_TASK DESCRIPTION_
Reproduce the listing below, swapping "gray boulder" for "granite outcrop" and keeping every other character intact.

------

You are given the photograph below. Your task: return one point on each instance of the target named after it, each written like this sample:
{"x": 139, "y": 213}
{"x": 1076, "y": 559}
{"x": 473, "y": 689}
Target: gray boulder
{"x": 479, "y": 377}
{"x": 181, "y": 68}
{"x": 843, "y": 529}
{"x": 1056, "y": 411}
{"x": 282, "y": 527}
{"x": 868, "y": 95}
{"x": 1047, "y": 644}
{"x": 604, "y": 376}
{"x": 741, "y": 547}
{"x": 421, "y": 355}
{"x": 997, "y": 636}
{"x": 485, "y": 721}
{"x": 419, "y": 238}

------

_SOLUTION_
You are given the photograph below. Your task: return one point on each instance of the target named after it, each written like this sample:
{"x": 139, "y": 213}
{"x": 1076, "y": 559}
{"x": 473, "y": 689}
Target: granite outcrop
{"x": 479, "y": 377}
{"x": 181, "y": 68}
{"x": 843, "y": 529}
{"x": 1056, "y": 411}
{"x": 282, "y": 527}
{"x": 868, "y": 95}
{"x": 1047, "y": 644}
{"x": 604, "y": 376}
{"x": 741, "y": 547}
{"x": 421, "y": 355}
{"x": 997, "y": 636}
{"x": 485, "y": 721}
{"x": 419, "y": 238}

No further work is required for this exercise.